Prompt — Copy the records again, starting at the line that contains "Locate each instance of the black" and ending at the last line of the records. Include the requests, but multiply every coordinate in the answers by 0.3 and round to whole numbers, with halves rounded up.

Given records —
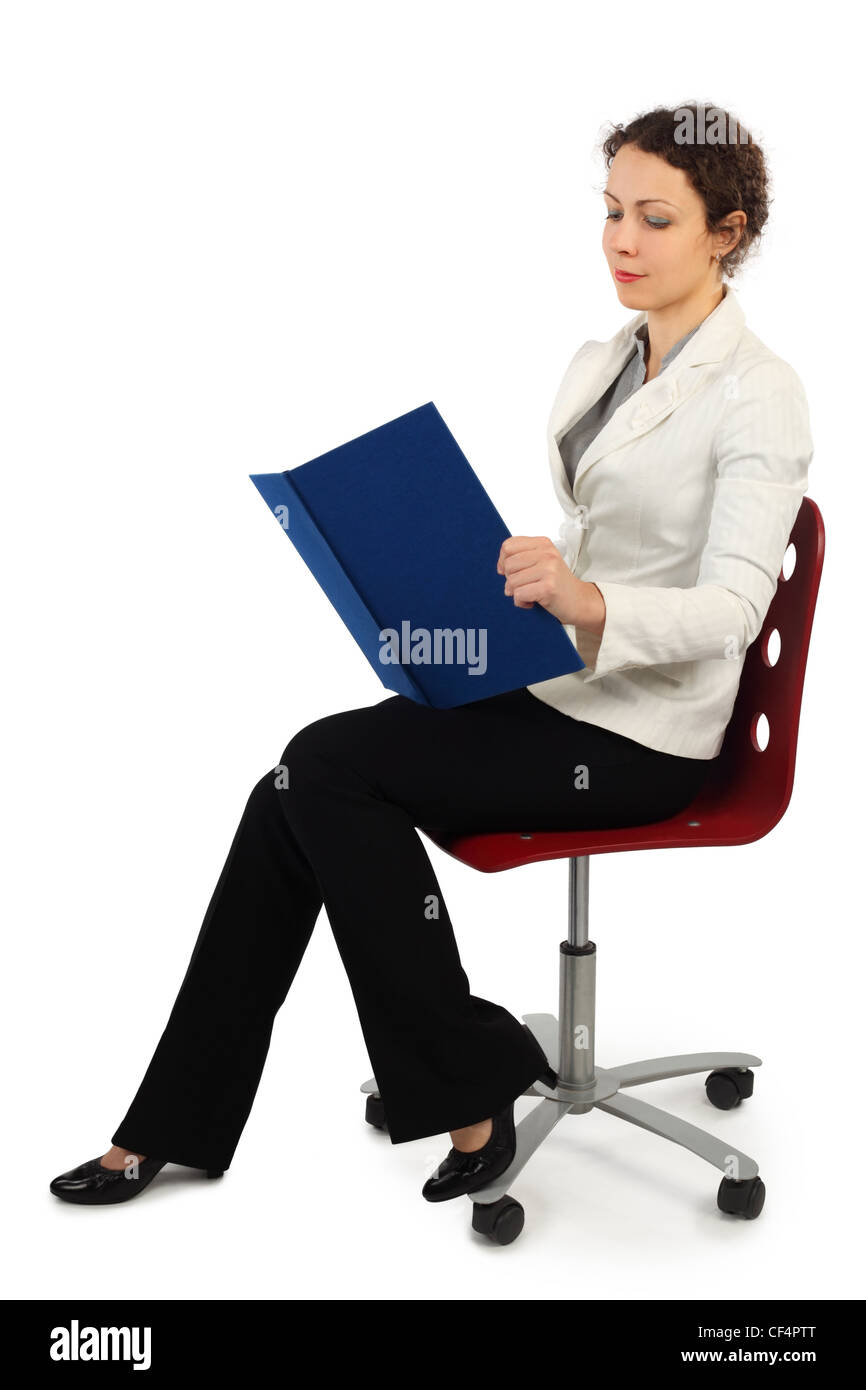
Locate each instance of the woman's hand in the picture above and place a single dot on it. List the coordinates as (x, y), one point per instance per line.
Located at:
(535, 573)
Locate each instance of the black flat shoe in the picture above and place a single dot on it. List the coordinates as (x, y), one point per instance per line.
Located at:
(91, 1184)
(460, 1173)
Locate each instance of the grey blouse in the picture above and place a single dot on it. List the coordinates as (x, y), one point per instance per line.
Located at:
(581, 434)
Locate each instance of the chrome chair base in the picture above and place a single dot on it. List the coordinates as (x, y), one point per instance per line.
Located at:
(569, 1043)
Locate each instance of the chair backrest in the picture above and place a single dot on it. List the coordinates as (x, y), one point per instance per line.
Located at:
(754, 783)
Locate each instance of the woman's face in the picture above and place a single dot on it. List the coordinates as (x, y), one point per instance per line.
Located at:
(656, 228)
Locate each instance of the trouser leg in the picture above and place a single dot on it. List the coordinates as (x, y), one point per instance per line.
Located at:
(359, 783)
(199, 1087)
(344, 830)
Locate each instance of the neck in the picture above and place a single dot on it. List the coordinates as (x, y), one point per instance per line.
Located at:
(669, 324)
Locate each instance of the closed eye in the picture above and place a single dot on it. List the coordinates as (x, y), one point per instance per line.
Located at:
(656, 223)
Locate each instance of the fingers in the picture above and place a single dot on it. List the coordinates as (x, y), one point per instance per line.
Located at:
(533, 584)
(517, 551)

Written answer —
Locate each instance of the black flat shoe in the picture above and place a single dot on it. List the coordinates as (x, y), one point per instance per line.
Located at:
(27, 355)
(138, 352)
Locate each instance of the grey blouse in the picture above and place a single dot on it. List the coordinates as (x, y), one point per instance per line.
Located at:
(174, 130)
Locate each instance of the chrome chair base in the picture above and place a single dot on it. List the coordinates as (x, y), one point per instance per line.
Located at:
(171, 313)
Locate each instance of the chair backrest in the picture above and place a single dot on it. List the coordinates as (x, y), one point per instance per line.
Located at:
(226, 235)
Locate each instance of the woman's face in the picture above and place a single dot on it. List the coordinates as (x, y), one point per instance per line.
Located at:
(197, 68)
Locate each instance of the trouser leg in the picture above and place a single dot on it. List the coordinates as (x, y), one point per instance per line.
Located at:
(108, 235)
(60, 326)
(103, 249)
Locate each instance of the neck in the picture above and place a single dot on it. List the coordinates as (x, y), one point per instance per line.
Located at:
(201, 97)
Locate each instance of the closed eye in the picture above and place a single dot on it. List the coordinates as (x, y), one point per instance per line.
Located at:
(197, 67)
Locate each instance of the fingers in the picture above and place a single dot on it. List the coordinates as (x, y), one point per instance per line.
Located at:
(160, 175)
(155, 165)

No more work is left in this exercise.